Short problem
Below are the entries; output exactly the lines from the one containing "Practice step: locate the dark background" through the final line, inclusive.

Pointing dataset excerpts
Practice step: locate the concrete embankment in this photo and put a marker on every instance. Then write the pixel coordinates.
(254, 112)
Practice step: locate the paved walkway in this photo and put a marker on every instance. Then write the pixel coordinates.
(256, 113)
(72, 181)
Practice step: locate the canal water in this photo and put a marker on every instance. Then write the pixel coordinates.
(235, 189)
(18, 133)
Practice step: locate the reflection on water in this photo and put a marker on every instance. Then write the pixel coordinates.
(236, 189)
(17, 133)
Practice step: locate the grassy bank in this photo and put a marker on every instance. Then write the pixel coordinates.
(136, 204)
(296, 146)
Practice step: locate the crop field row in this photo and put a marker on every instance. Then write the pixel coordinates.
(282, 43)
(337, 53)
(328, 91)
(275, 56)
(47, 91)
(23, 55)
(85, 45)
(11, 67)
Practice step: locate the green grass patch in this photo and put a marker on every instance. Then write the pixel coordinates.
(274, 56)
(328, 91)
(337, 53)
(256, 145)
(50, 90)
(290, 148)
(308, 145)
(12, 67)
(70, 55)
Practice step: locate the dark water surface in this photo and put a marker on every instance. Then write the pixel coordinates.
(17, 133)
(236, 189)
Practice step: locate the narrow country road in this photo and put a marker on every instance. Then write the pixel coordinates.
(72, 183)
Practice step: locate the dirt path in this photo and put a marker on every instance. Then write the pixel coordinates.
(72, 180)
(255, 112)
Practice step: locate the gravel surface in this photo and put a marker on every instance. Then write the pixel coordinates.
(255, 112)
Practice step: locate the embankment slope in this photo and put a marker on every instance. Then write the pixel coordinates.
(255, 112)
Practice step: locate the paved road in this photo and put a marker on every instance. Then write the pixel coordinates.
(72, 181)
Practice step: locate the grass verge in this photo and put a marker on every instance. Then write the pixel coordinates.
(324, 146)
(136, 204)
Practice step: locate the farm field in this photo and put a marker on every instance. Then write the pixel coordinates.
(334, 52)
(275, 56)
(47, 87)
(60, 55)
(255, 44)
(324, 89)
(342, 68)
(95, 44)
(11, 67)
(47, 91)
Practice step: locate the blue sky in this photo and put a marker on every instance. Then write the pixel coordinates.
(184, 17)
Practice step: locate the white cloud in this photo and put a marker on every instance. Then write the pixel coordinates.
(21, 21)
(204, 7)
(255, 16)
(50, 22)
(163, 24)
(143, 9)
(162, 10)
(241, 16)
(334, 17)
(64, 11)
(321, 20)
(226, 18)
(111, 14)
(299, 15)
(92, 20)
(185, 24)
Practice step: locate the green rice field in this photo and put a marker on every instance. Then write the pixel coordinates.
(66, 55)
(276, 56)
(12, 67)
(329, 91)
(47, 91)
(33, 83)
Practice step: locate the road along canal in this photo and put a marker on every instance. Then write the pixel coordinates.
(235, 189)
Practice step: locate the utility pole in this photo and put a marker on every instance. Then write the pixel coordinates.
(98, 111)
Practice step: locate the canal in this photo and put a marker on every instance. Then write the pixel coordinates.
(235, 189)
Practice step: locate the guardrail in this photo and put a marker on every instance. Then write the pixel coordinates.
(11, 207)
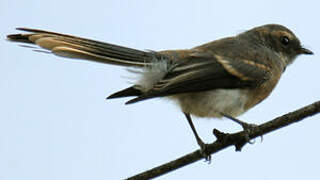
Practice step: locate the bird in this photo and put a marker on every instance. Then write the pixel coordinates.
(221, 78)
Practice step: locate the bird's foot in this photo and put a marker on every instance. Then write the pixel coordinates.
(204, 151)
(248, 128)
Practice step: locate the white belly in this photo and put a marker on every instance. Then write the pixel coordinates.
(213, 103)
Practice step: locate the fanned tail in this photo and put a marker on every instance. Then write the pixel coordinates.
(81, 48)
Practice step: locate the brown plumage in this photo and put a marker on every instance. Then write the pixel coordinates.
(225, 77)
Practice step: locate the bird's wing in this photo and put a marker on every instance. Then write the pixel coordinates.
(204, 71)
(81, 48)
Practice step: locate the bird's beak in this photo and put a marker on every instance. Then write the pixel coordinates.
(305, 51)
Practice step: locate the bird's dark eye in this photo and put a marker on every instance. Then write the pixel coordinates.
(285, 40)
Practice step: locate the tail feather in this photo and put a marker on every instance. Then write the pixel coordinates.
(81, 48)
(131, 91)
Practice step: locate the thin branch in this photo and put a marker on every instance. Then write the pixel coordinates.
(238, 139)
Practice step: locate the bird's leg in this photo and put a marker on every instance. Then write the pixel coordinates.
(246, 126)
(202, 145)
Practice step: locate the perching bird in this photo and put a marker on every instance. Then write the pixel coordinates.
(225, 77)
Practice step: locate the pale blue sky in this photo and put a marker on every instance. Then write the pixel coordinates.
(55, 123)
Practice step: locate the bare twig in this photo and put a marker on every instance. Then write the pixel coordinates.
(238, 139)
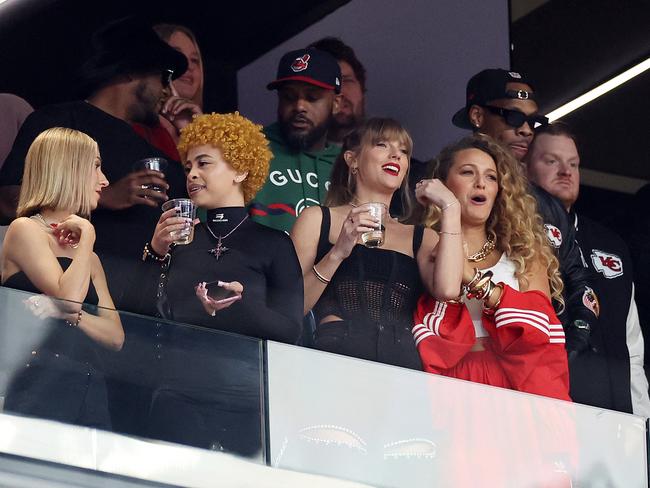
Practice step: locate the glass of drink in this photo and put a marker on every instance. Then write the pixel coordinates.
(375, 238)
(155, 164)
(184, 208)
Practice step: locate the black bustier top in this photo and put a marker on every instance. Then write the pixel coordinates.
(377, 285)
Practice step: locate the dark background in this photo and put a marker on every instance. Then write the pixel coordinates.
(565, 46)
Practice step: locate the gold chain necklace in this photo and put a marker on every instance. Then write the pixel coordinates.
(485, 250)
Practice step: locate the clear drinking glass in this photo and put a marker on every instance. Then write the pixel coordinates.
(184, 208)
(375, 238)
(155, 164)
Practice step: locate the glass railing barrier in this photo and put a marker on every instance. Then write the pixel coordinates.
(393, 427)
(130, 374)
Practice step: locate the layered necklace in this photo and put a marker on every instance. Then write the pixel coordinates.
(485, 250)
(220, 249)
(50, 227)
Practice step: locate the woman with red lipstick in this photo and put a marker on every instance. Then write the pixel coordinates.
(503, 330)
(363, 298)
(49, 252)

Written response
Practice step: locate the dark background in this photo and put a marker on every instance. Then write the pixel coordinates.
(565, 46)
Practice step: locate the gold chain necklace in this photo and put a marker on every instance. Then write the pixel coordinates.
(485, 250)
Practice step: locate the clear drinking glass in this photo and put a marker on every instance. Then write the pixel coordinates.
(184, 208)
(375, 238)
(155, 164)
Practice step: locate the glass railing barrier in this photo and put a marker on every instance. Then write the pixel coordinates.
(393, 427)
(130, 374)
Practice step: locate the layered necklace in this photo and put a marker on every instance. Then write the pixel coordinates.
(485, 250)
(220, 249)
(50, 227)
Practice step: locate the woman with red lipstick in this photo and put a marker on every instance. Then write the pixel coordinates.
(503, 330)
(363, 298)
(49, 252)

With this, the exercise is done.